The records:
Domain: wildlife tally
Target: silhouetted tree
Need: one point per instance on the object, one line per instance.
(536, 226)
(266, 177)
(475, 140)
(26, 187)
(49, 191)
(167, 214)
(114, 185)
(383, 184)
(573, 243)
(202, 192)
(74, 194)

Problem to solve: Please retype each line of the records word for word.

Answer to the problem:
Domain: wildlife tally
Target: silhouetted tree
Need: one point per instance on the object, one line per instance.
(536, 226)
(266, 177)
(475, 140)
(26, 187)
(49, 191)
(167, 214)
(114, 185)
(383, 184)
(573, 243)
(202, 192)
(74, 194)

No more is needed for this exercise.